Selected passage –

########################################

Closing the talent gap in the utilities industry

Caroline Evans, Corporate Strategy Director at Arden University, explores the strategies utilities companies must implement to both attract and retain talent in the workforce. In doing so, she also explores why more utilities businesses should consider investing in training and upskilling to protect the long-term future of their operations.

Caroline Evans, Corporate Strategy Director at Arden University.
Caroline Evans, Corporate Strategy Director at Arden University.

The utilities industry has experienced a significant talent drain since the pandemic, which has seen an exodus of workers. This is particularly acute in water, with the industry now struggling to fill 35% of its vacancies – and the challenge is only expected to intensify in the coming years, with the sector predicted to need an additional 63,000 workers to fill vacancies over the next five years.

Demand for utilities has shifted in recent years, as the sector moves towards tackling the challenges of climate change. However, this shift is coupled with a lack of skilled labour to meet growing demand, resulting in a number of recruitment challenges. It’s widely recognised that a big reason for the utilities talent shortage is its ageing workforce – as many workers reach retirement age and leave the industry, there are fewer individuals coming into the industry to replace them. On top of this, the industry’s lack of diversity poses more problems.

When it comes to attracting the next generation of talent, expectations from the workplace have shifted post-pandemic – with flexible working, digitalisation and wellbeing practices now the norm. For the traditionalist utilities industry, it’s time to move with the times to attract and retain the best talent and close the widening skills gap.

########################################

Directions –
(1) According to the article on the utilities talent gap, why does the industry's ageing workforce contribute to its talent shortage? Answer in one to three sentences.
(2) Reproduce word for word a portion of the article on the utilities talent gap, beginning at the words "Demand for utilities" and stopping after "widening skills gap.".
(3) Condense the paragraph of the utilities talent gap article that begins "Demand for utilities has shifted" into a short bulleted list that keeps its main facts.

########################################

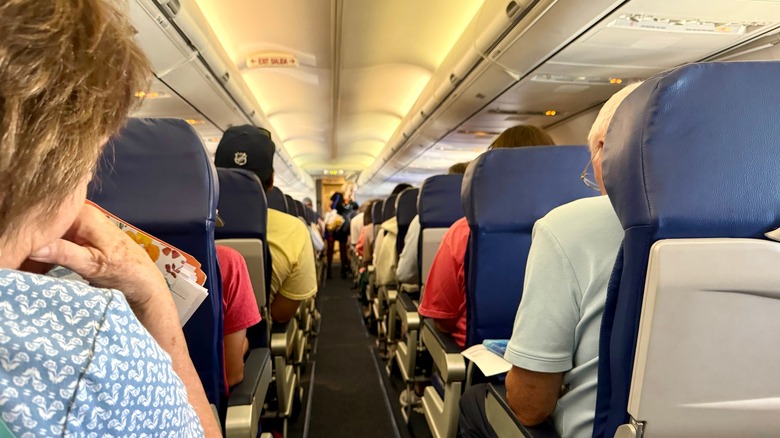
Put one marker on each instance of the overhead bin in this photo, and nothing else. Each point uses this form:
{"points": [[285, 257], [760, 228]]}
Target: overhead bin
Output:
{"points": [[175, 37]]}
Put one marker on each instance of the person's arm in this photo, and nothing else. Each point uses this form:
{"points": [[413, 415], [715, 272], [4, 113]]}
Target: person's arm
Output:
{"points": [[407, 261], [532, 395], [235, 345], [299, 285], [101, 253], [444, 298]]}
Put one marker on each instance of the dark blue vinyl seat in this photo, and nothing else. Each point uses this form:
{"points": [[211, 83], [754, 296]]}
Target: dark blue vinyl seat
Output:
{"points": [[405, 211], [290, 202], [388, 208], [300, 210], [501, 221], [691, 153], [277, 200], [243, 207], [439, 206], [156, 175], [376, 215]]}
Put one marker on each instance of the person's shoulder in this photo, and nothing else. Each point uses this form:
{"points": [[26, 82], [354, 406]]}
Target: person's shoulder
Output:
{"points": [[578, 211], [226, 252], [582, 221], [51, 291]]}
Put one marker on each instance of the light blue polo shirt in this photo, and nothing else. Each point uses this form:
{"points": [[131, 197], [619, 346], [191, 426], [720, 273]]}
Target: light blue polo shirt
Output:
{"points": [[558, 322]]}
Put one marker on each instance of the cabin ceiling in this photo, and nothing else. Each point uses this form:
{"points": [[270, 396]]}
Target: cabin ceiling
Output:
{"points": [[358, 87], [362, 65]]}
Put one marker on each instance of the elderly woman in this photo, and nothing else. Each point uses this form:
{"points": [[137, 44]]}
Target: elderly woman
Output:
{"points": [[106, 359]]}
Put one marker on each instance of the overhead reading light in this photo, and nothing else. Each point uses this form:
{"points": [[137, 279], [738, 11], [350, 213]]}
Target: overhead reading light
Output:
{"points": [[524, 113], [676, 25], [477, 133], [271, 60], [151, 95], [577, 80]]}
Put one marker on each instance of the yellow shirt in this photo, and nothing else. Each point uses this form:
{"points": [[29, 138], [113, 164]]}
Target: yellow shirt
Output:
{"points": [[292, 257]]}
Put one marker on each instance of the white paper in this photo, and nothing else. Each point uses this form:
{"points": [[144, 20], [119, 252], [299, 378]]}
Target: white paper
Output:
{"points": [[188, 296], [488, 362]]}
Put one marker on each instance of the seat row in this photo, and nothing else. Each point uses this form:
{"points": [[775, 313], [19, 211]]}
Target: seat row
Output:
{"points": [[688, 325], [162, 181]]}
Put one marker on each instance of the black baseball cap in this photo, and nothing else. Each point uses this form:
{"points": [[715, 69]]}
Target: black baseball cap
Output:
{"points": [[247, 147]]}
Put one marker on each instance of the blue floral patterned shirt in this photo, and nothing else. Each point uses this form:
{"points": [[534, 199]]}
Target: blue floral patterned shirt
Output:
{"points": [[75, 361]]}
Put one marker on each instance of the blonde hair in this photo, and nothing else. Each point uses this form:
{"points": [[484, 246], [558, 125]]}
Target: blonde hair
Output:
{"points": [[69, 72], [599, 129], [522, 135], [346, 185]]}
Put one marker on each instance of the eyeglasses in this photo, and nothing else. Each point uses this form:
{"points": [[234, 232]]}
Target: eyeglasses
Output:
{"points": [[587, 177]]}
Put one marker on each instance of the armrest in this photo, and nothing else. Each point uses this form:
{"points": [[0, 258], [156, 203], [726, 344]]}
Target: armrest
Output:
{"points": [[247, 398], [443, 340], [282, 335], [407, 311], [257, 373], [444, 351], [503, 420]]}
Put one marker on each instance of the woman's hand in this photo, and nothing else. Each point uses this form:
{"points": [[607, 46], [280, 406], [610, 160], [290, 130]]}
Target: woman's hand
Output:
{"points": [[96, 249]]}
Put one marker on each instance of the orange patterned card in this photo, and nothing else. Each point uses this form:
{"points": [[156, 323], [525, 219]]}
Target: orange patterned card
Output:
{"points": [[171, 261]]}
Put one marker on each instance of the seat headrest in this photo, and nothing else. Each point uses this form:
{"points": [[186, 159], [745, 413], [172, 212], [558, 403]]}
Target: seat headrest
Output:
{"points": [[242, 205], [406, 206], [311, 216], [152, 187], [541, 178], [299, 209], [388, 208], [671, 138], [438, 204], [276, 200], [290, 202], [376, 212]]}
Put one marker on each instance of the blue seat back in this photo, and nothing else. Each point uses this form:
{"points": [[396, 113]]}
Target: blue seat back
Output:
{"points": [[290, 202], [300, 212], [405, 211], [311, 216], [156, 175], [276, 200], [376, 214], [691, 153], [242, 205], [501, 221], [439, 206], [388, 208]]}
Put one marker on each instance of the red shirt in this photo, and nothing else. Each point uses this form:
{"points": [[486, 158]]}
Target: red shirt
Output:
{"points": [[444, 296], [239, 306]]}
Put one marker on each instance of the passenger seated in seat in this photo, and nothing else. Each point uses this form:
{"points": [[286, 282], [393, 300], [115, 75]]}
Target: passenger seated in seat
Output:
{"points": [[444, 299], [239, 309], [407, 261], [293, 277], [70, 71], [555, 340], [385, 251]]}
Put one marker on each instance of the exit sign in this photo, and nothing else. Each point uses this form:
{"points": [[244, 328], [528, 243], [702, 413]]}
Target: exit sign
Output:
{"points": [[271, 59]]}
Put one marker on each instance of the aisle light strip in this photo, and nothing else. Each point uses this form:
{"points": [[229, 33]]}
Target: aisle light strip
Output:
{"points": [[679, 25]]}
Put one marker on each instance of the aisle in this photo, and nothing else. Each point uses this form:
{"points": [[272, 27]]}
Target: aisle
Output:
{"points": [[348, 397]]}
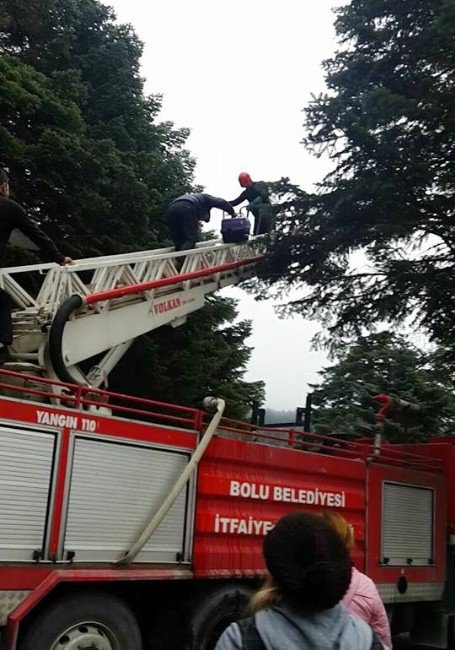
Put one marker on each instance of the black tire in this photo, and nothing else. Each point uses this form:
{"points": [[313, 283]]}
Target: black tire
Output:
{"points": [[215, 611], [81, 615]]}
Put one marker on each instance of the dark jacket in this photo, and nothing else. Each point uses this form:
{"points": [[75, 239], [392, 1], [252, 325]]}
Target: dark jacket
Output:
{"points": [[258, 192], [13, 216], [203, 203], [282, 628]]}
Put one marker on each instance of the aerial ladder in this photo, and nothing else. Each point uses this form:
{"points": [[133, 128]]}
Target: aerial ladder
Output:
{"points": [[98, 306]]}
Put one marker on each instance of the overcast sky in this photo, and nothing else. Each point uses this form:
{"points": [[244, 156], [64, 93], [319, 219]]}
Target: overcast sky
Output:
{"points": [[238, 74]]}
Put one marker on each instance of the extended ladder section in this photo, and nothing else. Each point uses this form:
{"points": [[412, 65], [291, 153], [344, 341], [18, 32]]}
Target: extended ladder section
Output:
{"points": [[100, 305]]}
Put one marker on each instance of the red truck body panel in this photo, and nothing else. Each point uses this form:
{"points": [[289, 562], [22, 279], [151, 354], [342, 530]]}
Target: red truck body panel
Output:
{"points": [[245, 481]]}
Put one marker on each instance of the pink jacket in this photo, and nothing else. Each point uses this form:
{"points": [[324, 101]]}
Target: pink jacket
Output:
{"points": [[363, 600]]}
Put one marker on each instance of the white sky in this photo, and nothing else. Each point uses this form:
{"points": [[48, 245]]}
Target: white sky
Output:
{"points": [[238, 74]]}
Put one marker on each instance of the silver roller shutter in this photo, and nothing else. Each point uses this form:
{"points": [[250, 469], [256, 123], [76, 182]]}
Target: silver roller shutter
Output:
{"points": [[26, 462], [407, 525], [115, 490]]}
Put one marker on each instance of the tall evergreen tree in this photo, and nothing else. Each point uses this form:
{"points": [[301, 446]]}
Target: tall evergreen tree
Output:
{"points": [[90, 159], [387, 124], [113, 163], [383, 363]]}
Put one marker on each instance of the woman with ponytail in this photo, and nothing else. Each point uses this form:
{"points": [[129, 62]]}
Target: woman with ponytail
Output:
{"points": [[299, 608], [362, 598]]}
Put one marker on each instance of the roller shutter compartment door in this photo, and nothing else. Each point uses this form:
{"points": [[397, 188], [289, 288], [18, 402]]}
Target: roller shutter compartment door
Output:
{"points": [[115, 490], [407, 525], [26, 468]]}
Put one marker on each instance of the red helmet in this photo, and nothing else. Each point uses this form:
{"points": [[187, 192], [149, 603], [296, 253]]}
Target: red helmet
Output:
{"points": [[245, 179]]}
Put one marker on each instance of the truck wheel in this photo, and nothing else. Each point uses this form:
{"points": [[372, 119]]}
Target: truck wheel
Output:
{"points": [[215, 612], [96, 621]]}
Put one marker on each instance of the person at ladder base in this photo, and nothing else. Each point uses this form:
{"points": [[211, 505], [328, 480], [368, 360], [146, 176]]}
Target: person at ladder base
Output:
{"points": [[257, 195], [13, 216], [185, 213]]}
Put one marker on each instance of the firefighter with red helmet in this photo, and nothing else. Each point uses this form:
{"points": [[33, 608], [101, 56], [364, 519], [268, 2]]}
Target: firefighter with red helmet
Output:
{"points": [[257, 195]]}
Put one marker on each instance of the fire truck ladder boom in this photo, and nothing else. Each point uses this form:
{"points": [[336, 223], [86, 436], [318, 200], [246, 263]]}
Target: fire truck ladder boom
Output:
{"points": [[101, 304]]}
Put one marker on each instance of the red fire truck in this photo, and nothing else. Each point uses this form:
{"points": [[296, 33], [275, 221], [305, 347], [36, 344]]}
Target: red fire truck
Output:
{"points": [[129, 524], [124, 530]]}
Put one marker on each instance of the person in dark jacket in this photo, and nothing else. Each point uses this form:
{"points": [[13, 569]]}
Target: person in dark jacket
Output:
{"points": [[185, 213], [299, 608], [257, 195], [13, 216]]}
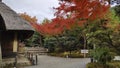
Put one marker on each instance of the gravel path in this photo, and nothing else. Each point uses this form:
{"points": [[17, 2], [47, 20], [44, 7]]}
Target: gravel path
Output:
{"points": [[57, 62]]}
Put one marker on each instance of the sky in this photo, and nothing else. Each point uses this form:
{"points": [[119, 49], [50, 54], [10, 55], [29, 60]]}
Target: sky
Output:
{"points": [[40, 8]]}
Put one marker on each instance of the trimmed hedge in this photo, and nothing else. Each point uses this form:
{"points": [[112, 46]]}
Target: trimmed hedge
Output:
{"points": [[67, 54]]}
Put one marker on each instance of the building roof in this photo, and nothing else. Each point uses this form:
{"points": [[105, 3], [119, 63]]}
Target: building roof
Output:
{"points": [[12, 20]]}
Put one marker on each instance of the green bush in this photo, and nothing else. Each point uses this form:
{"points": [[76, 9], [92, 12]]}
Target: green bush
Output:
{"points": [[113, 64], [65, 54], [102, 55], [94, 65]]}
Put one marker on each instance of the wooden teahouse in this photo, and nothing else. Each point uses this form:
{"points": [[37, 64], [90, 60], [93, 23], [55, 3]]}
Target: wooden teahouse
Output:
{"points": [[12, 29]]}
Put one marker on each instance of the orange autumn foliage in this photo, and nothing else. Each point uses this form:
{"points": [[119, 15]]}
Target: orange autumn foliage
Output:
{"points": [[73, 12]]}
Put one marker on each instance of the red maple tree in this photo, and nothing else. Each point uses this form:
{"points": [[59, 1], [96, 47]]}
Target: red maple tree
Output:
{"points": [[72, 12]]}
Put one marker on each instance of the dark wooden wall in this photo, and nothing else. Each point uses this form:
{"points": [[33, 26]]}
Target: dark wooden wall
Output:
{"points": [[7, 39]]}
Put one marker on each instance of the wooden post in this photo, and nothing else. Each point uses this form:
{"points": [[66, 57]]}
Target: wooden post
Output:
{"points": [[15, 48], [36, 59], [0, 53]]}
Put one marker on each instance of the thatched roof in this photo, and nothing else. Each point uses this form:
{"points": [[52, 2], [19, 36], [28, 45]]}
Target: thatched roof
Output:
{"points": [[12, 20]]}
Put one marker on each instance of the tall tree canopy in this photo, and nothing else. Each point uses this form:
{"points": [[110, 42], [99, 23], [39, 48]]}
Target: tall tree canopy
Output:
{"points": [[71, 13]]}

########################################

Exercise solutions –
(1) As many workers reach retirement age and leave the industry, fewer people are coming in to replace them. The article says this is widely recognized as a big reason for the shortage.

(2)
Demand for utilities has shifted in recent years, as the sector moves towards tackling the challenges of climate change. However, this shift is coupled with a lack of skilled labour to meet growing demand, resulting in a number of recruitment challenges. It’s widely recognised that a big reason for the utilities talent shortage is its ageing workforce – as many workers reach retirement age and leave the industry, there are fewer individuals coming into the industry to replace them. On top of this, the industry’s lack of diversity poses more problems.

When it comes to attracting the next generation of talent, expectations from the workplace have shifted post-pandemic – with flexible working, digitalisation and wellbeing practices now the norm. For the traditionalist utilities industry, it’s time to move with the times to attract and retain the best talent and close the widening skills gap.

(3)
- Demand for utilities has shifted in recent years as the sector moves toward tackling climate change.
- A lack of skilled labor to meet growing demand has created recruitment challenges.
- The ageing workforce is widely seen as a big reason for the shortage: retiring workers are not being replaced by enough newcomers.
- The industry's lack of diversity adds further problems.